## TEXTO DO DOCUMENTO
Líderes de quatro instituições ambientais, elas se uniram para implementar um plano de mitigação do atropelamento de fauna em Bonito, no Mato Grosso do Sul, onde animais como antas, veados e tamanduás são vítimas comuns

O município de Bonito, no Mato Grosso do Sul, é uma referência em ecoturismo e recebe milhares de visitantes todo ano. Entretanto, por detrás da exuberância da vida selvagem, o destino sofre com um problema comum de áreas naturais sufocadas pela malha viária: o atropelamento de animais silvestres. A conselheira da Fundação Neotrópica do Brasil, Raquel Machado, dona de três Reservas Particulares do Patrimônio Natural (RPPNs) na região, indignava-se sempre com a quantidade de bichos mortos que via enquanto cruzava as estradas. Resolveu agir e juntou-se a outras quatro mulheres que lideram instituições ambientais: Juliana Camargo e Raquel Facuri, ambas da Ampara Silvestre, Angela Kuczach, da Rede Pró-UC, e Fernanda Abra, da ViaFAUNA.

## INFORMAÇÕES FORNECIDAS
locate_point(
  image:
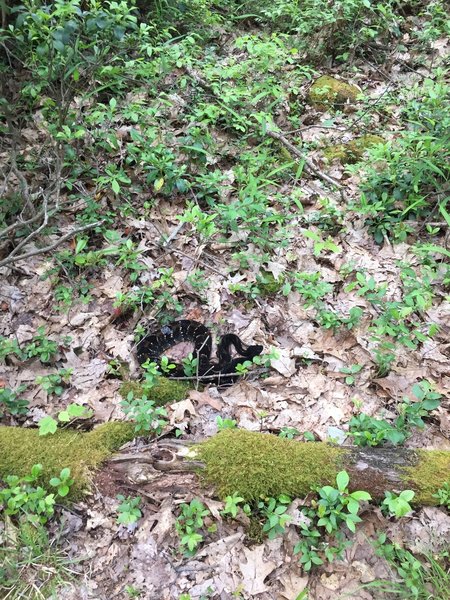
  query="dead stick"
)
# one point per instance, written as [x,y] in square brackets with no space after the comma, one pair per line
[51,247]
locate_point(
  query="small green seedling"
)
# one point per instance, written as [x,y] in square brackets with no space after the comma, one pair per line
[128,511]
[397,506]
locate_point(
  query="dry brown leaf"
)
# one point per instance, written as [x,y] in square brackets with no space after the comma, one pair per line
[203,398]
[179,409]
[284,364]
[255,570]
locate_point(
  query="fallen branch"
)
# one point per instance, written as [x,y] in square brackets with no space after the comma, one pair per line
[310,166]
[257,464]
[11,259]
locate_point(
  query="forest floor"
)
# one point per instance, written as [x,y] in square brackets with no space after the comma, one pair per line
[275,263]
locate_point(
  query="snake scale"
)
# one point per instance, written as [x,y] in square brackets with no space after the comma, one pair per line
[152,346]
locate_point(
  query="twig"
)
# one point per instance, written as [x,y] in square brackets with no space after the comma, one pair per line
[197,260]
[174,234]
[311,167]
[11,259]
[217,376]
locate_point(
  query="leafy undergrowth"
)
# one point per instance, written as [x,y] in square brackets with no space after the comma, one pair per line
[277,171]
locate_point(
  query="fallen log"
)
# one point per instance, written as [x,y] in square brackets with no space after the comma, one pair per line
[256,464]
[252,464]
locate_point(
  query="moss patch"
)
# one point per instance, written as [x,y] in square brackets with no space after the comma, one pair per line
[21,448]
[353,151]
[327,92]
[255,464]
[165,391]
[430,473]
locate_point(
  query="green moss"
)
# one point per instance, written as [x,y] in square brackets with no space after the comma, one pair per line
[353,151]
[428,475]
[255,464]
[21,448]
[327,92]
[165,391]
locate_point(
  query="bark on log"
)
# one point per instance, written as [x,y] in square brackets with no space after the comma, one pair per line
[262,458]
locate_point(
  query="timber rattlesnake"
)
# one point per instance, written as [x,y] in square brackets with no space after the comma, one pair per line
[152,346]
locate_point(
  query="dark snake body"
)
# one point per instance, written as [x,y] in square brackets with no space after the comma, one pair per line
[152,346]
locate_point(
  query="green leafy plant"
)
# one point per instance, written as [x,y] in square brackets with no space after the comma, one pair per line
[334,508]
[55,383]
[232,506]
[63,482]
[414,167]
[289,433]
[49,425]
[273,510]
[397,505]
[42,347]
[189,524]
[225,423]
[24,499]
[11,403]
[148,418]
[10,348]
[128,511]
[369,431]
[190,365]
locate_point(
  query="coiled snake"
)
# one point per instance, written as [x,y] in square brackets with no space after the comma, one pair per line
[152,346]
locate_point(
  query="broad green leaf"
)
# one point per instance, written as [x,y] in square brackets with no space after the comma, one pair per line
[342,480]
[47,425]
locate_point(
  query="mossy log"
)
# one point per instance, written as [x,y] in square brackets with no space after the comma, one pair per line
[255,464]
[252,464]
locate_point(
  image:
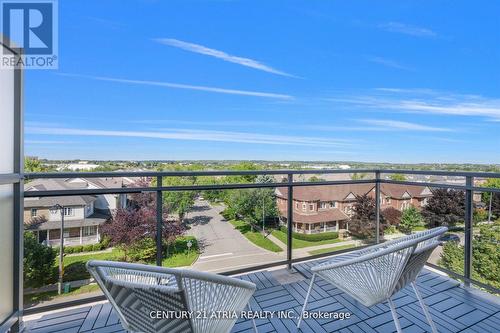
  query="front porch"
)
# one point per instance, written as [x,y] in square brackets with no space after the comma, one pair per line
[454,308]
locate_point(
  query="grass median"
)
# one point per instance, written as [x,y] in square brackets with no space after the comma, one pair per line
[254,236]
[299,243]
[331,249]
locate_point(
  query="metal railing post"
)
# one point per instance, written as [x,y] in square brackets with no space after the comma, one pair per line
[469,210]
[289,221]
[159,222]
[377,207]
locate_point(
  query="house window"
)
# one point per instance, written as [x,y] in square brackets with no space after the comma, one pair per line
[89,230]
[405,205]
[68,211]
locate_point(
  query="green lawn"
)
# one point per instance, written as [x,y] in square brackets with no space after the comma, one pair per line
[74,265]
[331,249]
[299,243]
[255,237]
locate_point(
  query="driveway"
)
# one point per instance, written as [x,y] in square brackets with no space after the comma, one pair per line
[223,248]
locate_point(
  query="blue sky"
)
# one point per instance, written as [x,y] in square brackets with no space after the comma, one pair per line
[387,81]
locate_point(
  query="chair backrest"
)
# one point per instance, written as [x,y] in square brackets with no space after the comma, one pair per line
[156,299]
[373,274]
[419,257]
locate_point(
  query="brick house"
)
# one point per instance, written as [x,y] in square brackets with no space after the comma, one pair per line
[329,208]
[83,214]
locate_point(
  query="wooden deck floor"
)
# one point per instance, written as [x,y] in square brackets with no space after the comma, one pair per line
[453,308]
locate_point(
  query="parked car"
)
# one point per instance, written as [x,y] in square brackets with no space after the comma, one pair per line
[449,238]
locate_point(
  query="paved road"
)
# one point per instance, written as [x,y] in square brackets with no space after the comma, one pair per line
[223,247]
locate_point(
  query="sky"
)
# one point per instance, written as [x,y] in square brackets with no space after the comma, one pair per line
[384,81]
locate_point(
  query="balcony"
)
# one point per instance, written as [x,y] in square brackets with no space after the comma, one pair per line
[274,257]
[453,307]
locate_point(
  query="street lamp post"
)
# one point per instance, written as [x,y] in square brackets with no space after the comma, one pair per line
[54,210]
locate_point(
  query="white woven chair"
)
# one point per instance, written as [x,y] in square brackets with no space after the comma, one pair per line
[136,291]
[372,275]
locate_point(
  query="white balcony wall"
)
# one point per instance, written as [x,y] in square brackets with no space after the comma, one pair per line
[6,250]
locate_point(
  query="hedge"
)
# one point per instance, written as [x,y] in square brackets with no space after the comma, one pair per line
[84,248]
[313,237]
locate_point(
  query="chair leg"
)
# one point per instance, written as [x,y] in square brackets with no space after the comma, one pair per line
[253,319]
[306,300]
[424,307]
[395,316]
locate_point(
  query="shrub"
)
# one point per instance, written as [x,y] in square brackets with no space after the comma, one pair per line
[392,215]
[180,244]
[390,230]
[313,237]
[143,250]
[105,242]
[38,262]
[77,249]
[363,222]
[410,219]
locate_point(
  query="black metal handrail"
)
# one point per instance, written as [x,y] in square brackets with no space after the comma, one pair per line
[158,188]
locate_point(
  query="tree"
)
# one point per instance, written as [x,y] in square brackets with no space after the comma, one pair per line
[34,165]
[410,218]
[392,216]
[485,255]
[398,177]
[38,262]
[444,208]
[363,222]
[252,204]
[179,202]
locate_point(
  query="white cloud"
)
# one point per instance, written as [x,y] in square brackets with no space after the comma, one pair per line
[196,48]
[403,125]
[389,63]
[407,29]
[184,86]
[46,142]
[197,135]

## OBJETIVO DA TAREFA
No texto sobre o atropelamento de fauna em Bonito, de quantas Reservas Particulares do Patrimônio Natural Raquel Machado é dona na região? Os registros têm outra origem.

## RESULTADO DA TAREFA
Três.